Experimental results show that M-ECho is able to achieve improved end-to-end performance
with its dynamic code morphing techniques.
Pervasive mobile systems are often comprised of resource limited
mobile nodes. These nodes can be characterized by decreased
computing and communication capabilities, as well as limited battery power.
Due to continuous
environmental changes and changing system
objectives, it is required that these systems adapt
themselves in order to optimize their resource usage and performance.
In this paper, we present M-ECho, a middleware that provides support for
continuous system adaptation and evolution, termed system morphing.
In particular, M-ECho focuses on data streaming applications in pervasive
domain.
Specifically, the middleware
(1) provides mechanisms for runtime behavioral changes and (re)deployment
of program components and (2) makes middleware, and thereby
applications, aware of
current resources. Resource awareness involves runtime interactions
between middleware and the underlying distributed platform. Code morphing is
the runtime alteration of the implementations of specific program components, the
goal being to dynamically create components with the properties that best
match the system's resource usage directives. Code
morphing is carried out by actions that include runtime code generation, code
deployment or re-deployment, and by
change transactions [8] that guarantee desired
safety properties when distributed programs are changed at runtime. Morphing is
triggered by changes in program objectives or behavior and/or in currently
available resources.
Apart from traditional end-to-end performance criterion, such as
increasing achievable bandwidth and reducing latency,
efficient energy usage is an important objective for pervasive mobile
systems
since it directly relates to the longevity of the system. In this work,
we focus on this criteria for evaluating the morphing capabilities of
M-ECho for target systems.
Past research on energy efficiency in mobile systems has typically sought
to prolong the battery lives of individual devices. Recent results
extend to entire systems. An example is message routing in ad-hoc
networks, where cooperative routing is performed
to route messages to avoid using power-poor devices, thereby permitting
the entire system to continue its operation [4].
Our work addresses the system-wide power consumed by the processing and
communication actions of a distributed application. We focus on power
and not on energy since (1) we assume that our tasks are long running
and (2) available energy (battery power) is not a monotonically
decreasing resource in the system. There might be opportunities for
charging batteries in future or change in the total number of nodes comprising the
system. The premise is that the application can function
only as long as the weakest (the power poorest) device hosting its components.
There is a variety of techniques to deal with predictable device
failures due to power paucity, including migrating functionality
partially or completely onto different devices. Instead of requiring an
application to explicitly implement such techniques, our research is creating
middleware solutions that make it easier for developers to implement such
techniques or even to automate their use.
The key advantage of code morphing over per device or per subsystem
techniques for managing power is the ability to integrate
application-level changes with system-level behavior changes.
To evaluate and quantify this advantage, we have
implemented code morphing in the M-ECho middleware. M-ECho implements
a publish/subscribe paradigm of inter-machine
communication, mapping the logical channels to link cooperating
devices for inter-device communication. The data traversing
these channels is described as events, where event providers, consumers, or
intermediates can operate on events using well-defined event handlers.
Event handlers are the software components for which we implement code morphing.

____________

_GIVEN TASK A_.
Answer these questions from the passage on M-ECho:
(i) On what kind of applications does M-ECho focus?
(ii) What two reasons does the text give for focusing on power rather than energy?
(iii) For which software components is code morphing implemented?
The text and the entries were taken from unrelated sources.

_Labeled-object pointing entries_.
____________

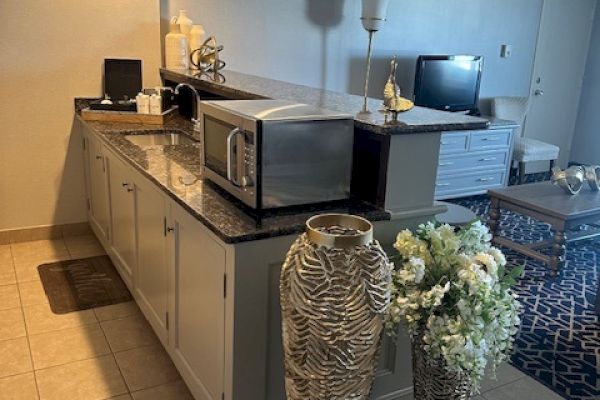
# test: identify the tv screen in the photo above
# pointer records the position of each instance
(448, 83)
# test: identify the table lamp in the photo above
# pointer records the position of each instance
(373, 17)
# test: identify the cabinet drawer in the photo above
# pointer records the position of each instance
(487, 160)
(454, 142)
(472, 182)
(489, 139)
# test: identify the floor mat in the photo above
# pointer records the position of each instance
(76, 285)
(559, 339)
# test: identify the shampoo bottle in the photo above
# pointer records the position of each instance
(176, 47)
(185, 24)
(196, 40)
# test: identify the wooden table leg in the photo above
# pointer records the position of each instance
(559, 252)
(494, 221)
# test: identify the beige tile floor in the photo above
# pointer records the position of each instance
(111, 352)
(105, 353)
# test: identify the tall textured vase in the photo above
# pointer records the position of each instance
(335, 288)
(433, 381)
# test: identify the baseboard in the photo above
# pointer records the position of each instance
(44, 232)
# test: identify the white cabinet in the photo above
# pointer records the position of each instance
(198, 305)
(97, 185)
(152, 275)
(122, 207)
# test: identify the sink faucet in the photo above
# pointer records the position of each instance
(195, 113)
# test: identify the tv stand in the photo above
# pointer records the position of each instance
(473, 161)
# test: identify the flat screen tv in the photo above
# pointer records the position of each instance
(449, 83)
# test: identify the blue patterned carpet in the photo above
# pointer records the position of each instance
(559, 340)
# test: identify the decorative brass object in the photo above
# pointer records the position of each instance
(592, 174)
(571, 179)
(334, 288)
(206, 57)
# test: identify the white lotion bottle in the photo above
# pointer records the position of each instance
(196, 40)
(142, 102)
(155, 104)
(176, 47)
(185, 23)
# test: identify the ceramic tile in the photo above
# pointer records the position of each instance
(19, 387)
(146, 367)
(94, 379)
(171, 391)
(67, 345)
(84, 246)
(77, 229)
(7, 274)
(505, 373)
(9, 297)
(128, 333)
(12, 324)
(522, 389)
(5, 254)
(4, 237)
(116, 311)
(32, 293)
(15, 357)
(39, 319)
(39, 251)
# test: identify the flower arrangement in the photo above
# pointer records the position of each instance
(452, 288)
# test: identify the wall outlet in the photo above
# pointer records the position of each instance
(506, 51)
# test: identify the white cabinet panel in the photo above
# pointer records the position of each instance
(198, 304)
(122, 205)
(152, 277)
(97, 186)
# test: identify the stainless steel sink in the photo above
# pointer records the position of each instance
(159, 137)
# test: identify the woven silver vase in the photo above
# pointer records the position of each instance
(335, 288)
(433, 381)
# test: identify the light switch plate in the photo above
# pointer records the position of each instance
(506, 51)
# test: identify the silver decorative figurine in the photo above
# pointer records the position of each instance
(334, 288)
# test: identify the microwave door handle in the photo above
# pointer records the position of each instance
(230, 156)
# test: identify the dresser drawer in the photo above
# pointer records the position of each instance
(454, 142)
(489, 139)
(469, 183)
(477, 160)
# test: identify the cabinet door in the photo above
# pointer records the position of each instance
(97, 186)
(198, 305)
(122, 206)
(152, 275)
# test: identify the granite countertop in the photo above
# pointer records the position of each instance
(237, 85)
(177, 172)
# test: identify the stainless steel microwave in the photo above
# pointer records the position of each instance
(272, 153)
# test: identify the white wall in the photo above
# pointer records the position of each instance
(51, 52)
(321, 42)
(586, 141)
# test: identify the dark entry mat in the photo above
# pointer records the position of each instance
(76, 285)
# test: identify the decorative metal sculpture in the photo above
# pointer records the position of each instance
(206, 57)
(573, 178)
(433, 380)
(334, 288)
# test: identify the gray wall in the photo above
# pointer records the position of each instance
(586, 141)
(321, 43)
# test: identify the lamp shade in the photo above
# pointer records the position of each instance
(373, 14)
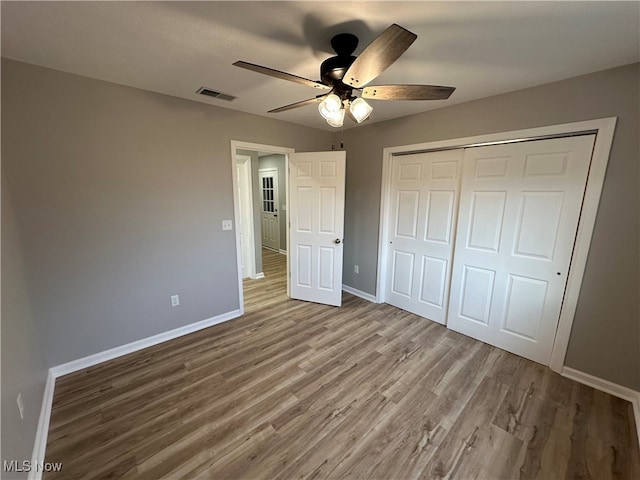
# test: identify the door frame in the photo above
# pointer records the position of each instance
(258, 147)
(276, 191)
(247, 220)
(603, 128)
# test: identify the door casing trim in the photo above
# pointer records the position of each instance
(603, 129)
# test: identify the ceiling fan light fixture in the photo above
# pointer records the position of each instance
(360, 110)
(337, 119)
(330, 106)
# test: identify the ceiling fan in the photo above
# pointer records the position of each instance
(345, 73)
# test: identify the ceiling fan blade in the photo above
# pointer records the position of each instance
(407, 92)
(385, 49)
(282, 75)
(318, 99)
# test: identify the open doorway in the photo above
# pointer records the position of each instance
(260, 204)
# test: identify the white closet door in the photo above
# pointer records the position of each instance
(519, 210)
(424, 201)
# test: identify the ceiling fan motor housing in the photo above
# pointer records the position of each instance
(333, 69)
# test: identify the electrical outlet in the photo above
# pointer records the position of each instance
(20, 405)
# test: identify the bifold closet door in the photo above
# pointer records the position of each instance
(423, 206)
(519, 210)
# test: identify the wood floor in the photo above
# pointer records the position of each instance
(297, 390)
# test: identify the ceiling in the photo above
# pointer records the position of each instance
(482, 48)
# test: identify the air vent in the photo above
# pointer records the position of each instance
(214, 94)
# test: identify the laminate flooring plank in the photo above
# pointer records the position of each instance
(366, 391)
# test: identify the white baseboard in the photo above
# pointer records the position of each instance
(116, 352)
(40, 443)
(359, 293)
(607, 387)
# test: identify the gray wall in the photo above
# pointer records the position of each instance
(255, 197)
(23, 368)
(119, 196)
(605, 340)
(277, 161)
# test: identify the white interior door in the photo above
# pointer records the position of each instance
(316, 215)
(424, 202)
(269, 208)
(519, 210)
(245, 222)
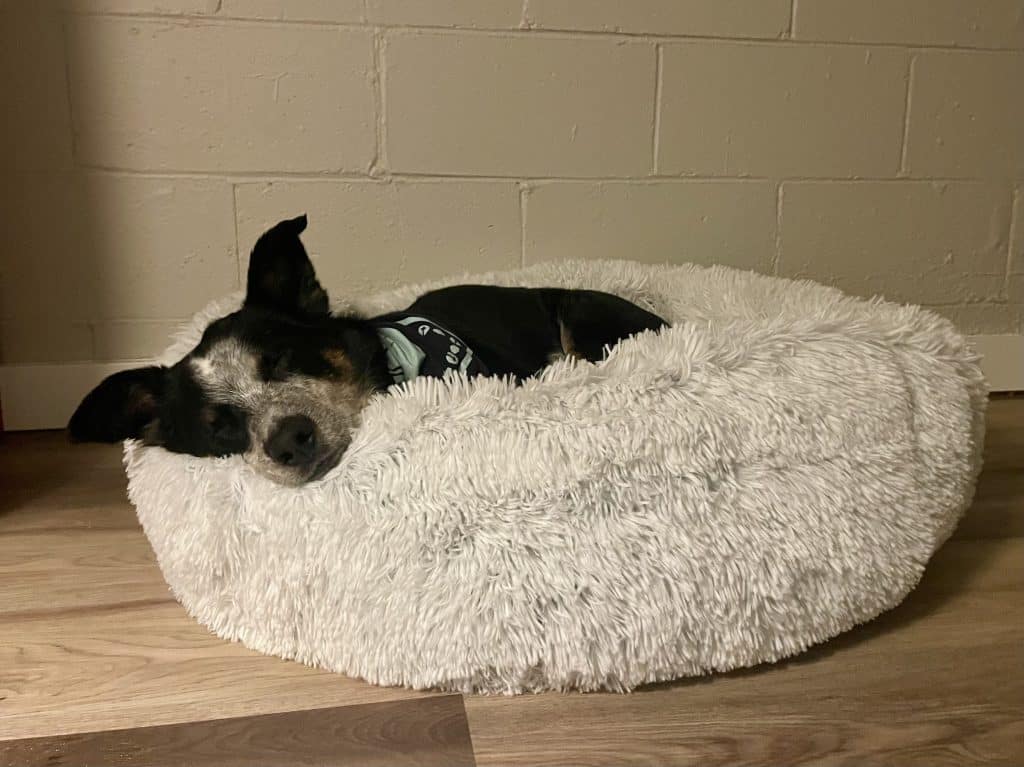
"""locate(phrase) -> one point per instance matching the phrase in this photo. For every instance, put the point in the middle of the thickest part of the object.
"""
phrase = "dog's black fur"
(285, 346)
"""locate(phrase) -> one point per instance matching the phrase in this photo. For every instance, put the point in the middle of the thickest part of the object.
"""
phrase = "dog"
(283, 381)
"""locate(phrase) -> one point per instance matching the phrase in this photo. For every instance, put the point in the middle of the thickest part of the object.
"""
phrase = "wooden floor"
(99, 666)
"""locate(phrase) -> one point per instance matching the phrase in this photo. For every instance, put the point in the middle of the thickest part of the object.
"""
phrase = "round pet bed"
(773, 469)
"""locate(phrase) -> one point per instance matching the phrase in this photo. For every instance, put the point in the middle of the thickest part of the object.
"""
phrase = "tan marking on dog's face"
(339, 360)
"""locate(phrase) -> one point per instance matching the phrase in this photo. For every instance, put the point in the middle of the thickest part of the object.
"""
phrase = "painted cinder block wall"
(875, 144)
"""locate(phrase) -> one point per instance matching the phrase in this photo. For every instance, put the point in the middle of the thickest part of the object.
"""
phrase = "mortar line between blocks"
(65, 37)
(656, 130)
(380, 159)
(1015, 226)
(905, 137)
(523, 194)
(238, 250)
(524, 15)
(777, 255)
(531, 32)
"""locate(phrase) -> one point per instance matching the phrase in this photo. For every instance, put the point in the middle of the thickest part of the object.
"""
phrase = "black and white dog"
(283, 381)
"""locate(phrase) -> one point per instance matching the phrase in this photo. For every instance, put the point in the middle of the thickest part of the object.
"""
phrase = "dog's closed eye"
(273, 366)
(227, 427)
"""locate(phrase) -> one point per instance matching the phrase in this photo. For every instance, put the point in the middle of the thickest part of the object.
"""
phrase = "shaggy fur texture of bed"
(775, 468)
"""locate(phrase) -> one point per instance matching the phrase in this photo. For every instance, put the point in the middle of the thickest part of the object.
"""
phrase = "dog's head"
(281, 381)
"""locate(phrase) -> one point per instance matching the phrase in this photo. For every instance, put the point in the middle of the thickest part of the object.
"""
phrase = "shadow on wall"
(48, 268)
(95, 260)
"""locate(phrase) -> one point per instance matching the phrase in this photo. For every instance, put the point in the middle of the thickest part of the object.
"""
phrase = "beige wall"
(877, 144)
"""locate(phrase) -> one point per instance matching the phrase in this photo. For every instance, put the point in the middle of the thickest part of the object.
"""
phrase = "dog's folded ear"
(281, 274)
(125, 406)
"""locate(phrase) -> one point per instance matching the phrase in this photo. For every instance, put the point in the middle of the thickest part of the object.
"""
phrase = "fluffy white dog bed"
(772, 470)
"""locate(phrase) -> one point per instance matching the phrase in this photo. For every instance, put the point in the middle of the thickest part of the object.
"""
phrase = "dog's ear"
(281, 275)
(124, 406)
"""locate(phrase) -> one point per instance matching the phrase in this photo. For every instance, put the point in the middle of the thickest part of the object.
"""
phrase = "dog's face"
(281, 381)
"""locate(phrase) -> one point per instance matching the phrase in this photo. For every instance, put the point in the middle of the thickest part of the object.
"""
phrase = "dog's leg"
(589, 322)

____________

_GIVEN TASK B_. Return every line of the entries that contains the string "black", treating uppercase and lowercase as different.

_WRITTEN REPLY A_.
(i) Data streaming applications in the pervasive domain.
(ii) The tasks are assumed to be long running, and available energy (battery power) is not a monotonically decreasing resource in the system.
(iii) Event handlers.

_WRITTEN REPLY B_.
phrase = "dog's black fur"
phrase = "black and white dog"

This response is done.